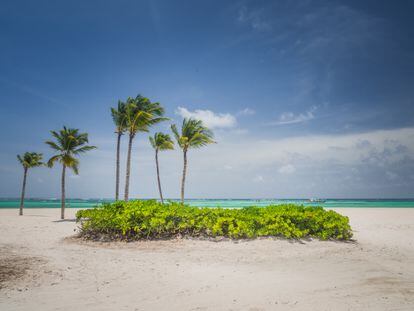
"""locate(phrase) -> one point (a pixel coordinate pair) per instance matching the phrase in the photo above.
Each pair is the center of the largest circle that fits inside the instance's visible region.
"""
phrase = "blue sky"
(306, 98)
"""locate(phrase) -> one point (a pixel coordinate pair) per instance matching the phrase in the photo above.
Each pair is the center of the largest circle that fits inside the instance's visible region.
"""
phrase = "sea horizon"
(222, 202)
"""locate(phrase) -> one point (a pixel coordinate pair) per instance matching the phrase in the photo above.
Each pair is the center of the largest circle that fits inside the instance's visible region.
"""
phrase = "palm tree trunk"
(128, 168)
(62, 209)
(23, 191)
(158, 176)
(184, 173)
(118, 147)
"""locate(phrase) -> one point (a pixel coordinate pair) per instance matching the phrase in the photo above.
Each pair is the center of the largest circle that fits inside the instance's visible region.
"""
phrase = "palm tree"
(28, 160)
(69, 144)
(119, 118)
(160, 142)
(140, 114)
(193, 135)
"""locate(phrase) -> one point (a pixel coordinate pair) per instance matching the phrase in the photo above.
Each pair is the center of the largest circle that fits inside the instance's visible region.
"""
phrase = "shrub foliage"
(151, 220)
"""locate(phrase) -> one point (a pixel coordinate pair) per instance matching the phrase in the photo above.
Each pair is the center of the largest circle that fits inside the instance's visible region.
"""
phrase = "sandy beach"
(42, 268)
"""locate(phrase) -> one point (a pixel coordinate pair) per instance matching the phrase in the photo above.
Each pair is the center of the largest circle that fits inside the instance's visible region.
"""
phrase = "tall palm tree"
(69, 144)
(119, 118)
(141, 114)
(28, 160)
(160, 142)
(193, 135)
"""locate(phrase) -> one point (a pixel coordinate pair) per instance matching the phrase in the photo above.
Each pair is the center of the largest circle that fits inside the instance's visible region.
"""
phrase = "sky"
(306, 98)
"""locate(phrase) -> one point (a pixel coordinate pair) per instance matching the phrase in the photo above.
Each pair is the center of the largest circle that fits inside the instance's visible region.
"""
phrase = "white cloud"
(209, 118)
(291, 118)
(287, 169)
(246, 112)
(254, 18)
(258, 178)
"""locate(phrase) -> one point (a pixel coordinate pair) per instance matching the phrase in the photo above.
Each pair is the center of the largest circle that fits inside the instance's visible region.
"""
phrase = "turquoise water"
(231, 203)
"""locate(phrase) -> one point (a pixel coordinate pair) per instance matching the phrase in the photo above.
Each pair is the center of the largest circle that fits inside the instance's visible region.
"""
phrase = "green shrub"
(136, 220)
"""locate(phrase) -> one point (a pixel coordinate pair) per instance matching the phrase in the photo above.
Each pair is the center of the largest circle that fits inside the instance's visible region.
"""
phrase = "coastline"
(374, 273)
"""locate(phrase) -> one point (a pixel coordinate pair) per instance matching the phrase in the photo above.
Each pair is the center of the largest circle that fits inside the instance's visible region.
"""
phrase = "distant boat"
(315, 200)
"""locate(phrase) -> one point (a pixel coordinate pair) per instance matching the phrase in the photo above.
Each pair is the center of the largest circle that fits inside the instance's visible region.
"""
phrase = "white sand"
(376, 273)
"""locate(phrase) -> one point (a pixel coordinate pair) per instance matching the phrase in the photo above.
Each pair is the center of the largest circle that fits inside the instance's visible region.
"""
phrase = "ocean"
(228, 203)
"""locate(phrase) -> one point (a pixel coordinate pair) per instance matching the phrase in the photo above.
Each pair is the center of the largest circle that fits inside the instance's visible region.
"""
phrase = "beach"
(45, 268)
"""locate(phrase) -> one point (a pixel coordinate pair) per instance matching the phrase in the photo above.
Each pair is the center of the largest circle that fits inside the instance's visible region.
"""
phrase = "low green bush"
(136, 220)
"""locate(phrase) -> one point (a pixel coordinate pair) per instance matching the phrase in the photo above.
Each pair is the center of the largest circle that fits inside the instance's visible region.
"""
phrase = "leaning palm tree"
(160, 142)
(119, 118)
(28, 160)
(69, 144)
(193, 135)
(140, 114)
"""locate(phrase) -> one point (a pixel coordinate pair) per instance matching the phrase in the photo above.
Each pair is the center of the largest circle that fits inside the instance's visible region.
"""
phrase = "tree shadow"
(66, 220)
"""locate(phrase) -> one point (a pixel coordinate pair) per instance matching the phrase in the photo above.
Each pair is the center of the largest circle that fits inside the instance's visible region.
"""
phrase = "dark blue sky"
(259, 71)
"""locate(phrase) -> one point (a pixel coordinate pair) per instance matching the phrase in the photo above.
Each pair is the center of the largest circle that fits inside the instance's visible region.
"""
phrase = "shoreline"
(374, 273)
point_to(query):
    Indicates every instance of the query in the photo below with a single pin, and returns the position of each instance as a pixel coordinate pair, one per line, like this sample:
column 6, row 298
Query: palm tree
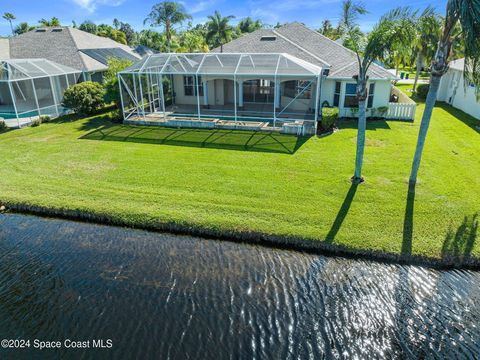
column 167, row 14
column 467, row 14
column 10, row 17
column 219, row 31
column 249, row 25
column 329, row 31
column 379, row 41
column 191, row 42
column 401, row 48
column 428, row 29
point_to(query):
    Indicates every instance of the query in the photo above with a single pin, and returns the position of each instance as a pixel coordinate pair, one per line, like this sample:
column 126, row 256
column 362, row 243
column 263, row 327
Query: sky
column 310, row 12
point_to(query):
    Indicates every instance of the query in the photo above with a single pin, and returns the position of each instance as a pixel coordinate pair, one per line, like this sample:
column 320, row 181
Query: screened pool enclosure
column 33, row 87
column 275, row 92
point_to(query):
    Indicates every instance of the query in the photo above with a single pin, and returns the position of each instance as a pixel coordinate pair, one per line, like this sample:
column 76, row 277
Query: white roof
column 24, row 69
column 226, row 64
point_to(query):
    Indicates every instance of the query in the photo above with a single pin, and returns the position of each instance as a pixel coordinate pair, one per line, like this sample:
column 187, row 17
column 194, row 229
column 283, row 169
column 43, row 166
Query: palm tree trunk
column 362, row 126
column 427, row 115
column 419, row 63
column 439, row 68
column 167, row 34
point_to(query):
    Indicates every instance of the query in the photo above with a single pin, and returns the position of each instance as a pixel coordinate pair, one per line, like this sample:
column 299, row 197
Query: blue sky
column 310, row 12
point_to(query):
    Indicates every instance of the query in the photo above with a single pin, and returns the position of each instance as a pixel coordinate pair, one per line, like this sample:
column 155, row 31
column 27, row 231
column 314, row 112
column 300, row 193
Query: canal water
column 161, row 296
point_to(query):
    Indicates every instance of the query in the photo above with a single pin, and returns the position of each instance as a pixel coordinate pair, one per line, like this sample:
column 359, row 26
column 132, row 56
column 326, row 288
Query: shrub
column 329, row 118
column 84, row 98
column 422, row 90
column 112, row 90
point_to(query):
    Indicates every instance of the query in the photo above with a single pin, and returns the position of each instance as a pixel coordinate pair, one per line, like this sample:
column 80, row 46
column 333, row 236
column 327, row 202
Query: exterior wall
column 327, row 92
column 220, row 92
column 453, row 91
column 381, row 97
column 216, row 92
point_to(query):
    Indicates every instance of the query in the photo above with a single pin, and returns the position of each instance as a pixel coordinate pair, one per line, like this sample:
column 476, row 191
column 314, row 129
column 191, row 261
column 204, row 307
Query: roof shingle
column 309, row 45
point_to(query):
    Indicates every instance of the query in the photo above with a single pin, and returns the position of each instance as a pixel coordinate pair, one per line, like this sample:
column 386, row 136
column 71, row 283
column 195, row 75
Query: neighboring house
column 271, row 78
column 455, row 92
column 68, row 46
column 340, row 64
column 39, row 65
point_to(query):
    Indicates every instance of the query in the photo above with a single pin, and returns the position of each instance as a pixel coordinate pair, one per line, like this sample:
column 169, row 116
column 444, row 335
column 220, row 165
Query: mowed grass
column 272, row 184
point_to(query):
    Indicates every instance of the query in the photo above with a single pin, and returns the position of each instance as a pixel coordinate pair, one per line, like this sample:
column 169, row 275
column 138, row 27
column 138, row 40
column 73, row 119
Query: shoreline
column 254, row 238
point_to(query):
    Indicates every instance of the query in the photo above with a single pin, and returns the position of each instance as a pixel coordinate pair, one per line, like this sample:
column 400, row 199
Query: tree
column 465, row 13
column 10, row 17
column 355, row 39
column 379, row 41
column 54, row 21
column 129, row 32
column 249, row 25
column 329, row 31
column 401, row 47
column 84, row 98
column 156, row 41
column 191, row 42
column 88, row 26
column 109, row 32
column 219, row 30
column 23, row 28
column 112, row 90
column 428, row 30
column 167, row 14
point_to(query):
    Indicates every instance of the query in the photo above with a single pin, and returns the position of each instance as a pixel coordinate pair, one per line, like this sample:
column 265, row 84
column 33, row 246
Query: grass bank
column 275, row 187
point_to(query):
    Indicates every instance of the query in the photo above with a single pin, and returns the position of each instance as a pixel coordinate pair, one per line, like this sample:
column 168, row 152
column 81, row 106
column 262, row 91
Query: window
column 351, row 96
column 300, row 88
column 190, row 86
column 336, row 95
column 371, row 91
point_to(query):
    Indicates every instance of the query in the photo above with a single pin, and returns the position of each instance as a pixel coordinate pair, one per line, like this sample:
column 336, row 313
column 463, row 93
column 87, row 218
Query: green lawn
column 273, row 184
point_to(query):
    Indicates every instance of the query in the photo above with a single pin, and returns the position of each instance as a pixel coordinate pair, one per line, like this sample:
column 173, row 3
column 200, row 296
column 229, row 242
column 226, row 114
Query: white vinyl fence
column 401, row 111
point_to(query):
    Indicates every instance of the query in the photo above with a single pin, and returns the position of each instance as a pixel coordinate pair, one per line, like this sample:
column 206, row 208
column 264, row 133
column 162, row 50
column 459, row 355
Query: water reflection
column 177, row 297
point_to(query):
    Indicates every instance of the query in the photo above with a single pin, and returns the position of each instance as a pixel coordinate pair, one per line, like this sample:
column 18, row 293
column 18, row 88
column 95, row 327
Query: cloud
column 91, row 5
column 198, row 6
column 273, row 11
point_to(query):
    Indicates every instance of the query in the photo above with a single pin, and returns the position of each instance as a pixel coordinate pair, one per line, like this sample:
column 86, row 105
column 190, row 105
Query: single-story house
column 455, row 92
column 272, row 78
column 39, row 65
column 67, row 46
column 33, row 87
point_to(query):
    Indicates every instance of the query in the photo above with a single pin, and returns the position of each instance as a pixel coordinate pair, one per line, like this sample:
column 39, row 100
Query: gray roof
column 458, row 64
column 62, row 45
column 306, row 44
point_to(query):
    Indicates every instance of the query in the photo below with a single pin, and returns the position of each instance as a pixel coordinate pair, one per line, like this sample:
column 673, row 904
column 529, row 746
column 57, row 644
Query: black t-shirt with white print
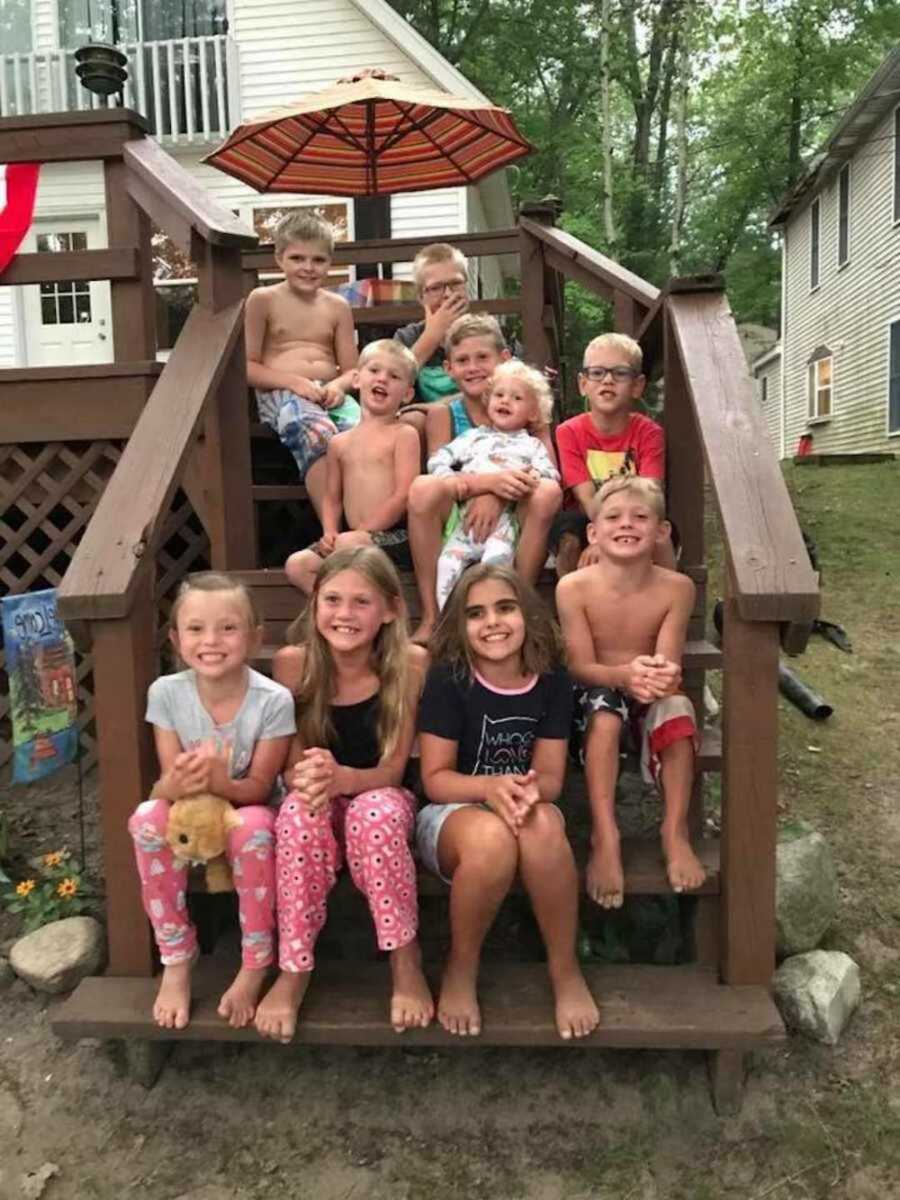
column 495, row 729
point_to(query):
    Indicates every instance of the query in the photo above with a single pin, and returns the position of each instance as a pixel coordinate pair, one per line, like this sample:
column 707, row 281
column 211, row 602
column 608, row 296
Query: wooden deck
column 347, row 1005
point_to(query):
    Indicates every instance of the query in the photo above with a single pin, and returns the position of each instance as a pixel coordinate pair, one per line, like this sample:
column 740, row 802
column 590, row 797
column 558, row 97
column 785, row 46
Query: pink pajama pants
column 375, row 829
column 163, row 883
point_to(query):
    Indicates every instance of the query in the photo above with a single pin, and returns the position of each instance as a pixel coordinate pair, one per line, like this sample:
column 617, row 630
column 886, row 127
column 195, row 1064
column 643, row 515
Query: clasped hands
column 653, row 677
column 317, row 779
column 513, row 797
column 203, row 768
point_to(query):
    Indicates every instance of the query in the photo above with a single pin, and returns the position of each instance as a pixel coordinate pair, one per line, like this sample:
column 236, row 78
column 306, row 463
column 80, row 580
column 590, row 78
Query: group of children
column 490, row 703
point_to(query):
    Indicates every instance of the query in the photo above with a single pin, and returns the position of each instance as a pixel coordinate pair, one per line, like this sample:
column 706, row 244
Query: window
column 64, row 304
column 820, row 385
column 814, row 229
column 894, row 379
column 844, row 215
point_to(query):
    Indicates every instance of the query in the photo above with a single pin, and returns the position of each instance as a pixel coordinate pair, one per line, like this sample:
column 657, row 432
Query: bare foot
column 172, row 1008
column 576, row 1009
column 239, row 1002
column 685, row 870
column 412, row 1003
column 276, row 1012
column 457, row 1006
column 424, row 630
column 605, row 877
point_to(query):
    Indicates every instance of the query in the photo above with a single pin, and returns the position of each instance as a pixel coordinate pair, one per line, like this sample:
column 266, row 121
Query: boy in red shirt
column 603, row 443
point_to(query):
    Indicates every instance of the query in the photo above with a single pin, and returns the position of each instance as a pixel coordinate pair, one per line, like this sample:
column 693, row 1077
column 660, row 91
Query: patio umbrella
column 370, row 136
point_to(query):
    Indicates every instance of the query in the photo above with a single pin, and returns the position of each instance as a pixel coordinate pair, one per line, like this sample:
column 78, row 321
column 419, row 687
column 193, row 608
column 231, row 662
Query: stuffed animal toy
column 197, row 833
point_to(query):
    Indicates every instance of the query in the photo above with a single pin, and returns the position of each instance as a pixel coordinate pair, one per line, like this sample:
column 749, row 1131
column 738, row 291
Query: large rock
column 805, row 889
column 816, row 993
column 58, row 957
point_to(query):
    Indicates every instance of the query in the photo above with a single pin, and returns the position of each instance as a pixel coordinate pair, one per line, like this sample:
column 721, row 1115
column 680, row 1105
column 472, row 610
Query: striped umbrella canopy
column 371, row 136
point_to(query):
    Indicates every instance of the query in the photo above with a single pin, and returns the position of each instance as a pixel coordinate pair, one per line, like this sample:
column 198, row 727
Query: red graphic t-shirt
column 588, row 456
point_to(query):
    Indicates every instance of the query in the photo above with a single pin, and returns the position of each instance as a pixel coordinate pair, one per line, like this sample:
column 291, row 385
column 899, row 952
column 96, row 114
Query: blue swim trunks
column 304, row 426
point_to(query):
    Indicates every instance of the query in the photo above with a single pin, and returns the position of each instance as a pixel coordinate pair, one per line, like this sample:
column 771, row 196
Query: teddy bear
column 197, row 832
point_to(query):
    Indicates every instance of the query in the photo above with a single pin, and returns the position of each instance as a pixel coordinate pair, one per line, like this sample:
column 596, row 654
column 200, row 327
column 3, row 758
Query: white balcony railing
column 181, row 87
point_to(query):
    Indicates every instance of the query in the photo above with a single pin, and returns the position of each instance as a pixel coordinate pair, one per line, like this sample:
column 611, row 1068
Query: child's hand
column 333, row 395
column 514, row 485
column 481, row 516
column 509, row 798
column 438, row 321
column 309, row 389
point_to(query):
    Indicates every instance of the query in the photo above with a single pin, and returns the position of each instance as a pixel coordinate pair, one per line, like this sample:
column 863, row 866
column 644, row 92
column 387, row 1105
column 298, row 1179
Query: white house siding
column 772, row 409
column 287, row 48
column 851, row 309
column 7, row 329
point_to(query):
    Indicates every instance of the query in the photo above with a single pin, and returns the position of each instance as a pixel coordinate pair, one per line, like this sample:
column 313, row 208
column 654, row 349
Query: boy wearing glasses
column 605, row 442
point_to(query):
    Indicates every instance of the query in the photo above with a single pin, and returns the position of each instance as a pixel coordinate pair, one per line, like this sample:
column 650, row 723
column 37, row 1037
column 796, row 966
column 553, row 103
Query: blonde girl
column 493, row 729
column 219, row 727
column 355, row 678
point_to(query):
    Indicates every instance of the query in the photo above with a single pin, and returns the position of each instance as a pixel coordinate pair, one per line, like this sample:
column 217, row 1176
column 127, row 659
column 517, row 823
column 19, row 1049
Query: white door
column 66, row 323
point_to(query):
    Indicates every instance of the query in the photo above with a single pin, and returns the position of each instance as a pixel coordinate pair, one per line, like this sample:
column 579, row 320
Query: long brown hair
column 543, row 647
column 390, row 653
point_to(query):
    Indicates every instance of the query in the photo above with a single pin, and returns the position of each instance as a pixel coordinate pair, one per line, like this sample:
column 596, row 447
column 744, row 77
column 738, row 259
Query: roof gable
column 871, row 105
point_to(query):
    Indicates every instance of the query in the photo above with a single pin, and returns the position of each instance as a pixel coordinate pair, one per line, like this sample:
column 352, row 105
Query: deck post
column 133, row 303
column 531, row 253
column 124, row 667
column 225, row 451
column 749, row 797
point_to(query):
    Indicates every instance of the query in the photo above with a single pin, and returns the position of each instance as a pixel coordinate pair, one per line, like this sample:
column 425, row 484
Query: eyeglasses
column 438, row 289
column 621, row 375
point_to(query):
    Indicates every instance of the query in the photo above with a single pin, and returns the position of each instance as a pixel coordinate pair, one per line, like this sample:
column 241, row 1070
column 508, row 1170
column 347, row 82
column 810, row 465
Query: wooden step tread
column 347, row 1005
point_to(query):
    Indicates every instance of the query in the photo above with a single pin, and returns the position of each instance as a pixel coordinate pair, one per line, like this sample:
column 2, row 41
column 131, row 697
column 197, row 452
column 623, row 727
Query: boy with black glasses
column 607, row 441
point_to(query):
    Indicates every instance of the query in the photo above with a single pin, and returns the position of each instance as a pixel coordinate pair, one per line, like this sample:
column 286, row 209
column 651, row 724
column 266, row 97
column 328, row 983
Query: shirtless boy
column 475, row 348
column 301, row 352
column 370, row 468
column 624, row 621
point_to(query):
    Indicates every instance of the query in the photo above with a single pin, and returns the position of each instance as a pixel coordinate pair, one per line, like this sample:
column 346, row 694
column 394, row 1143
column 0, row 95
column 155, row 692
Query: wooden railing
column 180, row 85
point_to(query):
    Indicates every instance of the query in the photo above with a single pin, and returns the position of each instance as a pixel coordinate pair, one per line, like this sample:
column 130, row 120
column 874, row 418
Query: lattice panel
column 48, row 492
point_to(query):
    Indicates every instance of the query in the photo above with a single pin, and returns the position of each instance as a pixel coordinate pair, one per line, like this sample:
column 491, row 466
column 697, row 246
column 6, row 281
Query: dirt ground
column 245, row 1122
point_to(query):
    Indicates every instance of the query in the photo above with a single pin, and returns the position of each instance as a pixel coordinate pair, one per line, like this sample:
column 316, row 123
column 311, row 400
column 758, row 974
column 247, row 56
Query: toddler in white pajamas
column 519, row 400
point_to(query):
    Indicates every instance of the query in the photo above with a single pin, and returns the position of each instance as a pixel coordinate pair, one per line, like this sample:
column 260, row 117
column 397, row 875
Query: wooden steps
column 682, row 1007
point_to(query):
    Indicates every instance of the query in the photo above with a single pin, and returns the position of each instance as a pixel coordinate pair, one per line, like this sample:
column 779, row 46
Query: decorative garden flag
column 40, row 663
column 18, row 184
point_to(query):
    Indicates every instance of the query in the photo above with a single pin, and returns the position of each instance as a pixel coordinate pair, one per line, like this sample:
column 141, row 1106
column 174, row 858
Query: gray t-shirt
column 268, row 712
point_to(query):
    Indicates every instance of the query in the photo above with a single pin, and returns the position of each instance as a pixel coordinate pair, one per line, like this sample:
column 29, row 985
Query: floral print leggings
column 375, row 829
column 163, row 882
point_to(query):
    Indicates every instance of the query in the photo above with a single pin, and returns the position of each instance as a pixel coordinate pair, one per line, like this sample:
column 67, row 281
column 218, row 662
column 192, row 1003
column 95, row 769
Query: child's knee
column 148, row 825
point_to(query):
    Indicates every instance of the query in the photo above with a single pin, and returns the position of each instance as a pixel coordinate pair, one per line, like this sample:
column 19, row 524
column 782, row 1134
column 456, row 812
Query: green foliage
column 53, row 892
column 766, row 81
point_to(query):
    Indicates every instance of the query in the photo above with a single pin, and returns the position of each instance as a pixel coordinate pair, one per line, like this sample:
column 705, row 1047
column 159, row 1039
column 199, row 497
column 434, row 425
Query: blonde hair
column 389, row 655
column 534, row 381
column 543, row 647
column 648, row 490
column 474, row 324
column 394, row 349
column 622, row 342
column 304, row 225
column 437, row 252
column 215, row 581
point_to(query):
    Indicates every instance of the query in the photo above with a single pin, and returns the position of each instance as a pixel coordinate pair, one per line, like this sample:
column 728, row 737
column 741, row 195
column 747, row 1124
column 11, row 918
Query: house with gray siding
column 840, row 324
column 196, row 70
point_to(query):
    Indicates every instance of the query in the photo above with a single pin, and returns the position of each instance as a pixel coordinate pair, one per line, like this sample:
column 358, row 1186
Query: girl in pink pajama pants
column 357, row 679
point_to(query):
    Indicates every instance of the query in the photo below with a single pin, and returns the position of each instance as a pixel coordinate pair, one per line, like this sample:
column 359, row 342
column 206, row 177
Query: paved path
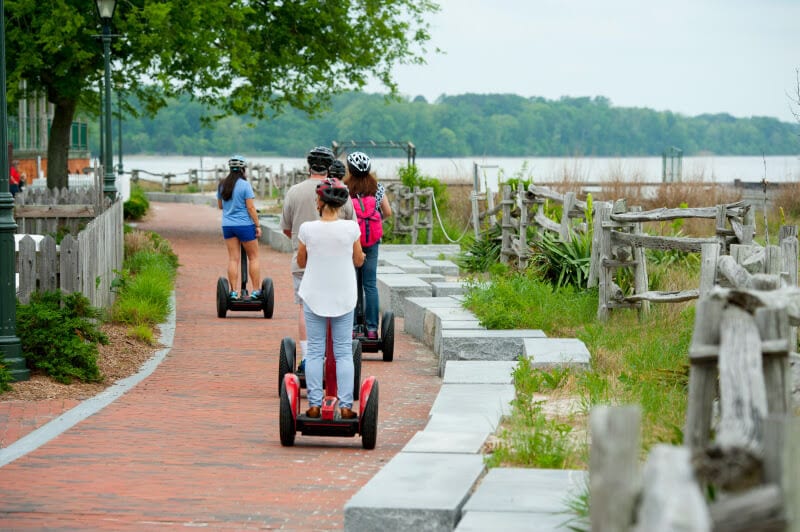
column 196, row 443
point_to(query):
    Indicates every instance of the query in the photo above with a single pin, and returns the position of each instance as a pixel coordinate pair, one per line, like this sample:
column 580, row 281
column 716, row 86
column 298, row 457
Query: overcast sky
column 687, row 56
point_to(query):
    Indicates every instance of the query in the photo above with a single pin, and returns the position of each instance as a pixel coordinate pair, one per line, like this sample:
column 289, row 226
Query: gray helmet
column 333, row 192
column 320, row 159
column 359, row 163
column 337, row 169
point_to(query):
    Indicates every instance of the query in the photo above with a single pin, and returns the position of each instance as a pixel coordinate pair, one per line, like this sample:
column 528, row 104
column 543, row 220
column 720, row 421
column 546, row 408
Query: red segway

# Short task
Please count how many lines in the entries above contain the word "hair". Reply with the number alone.

# Output below
2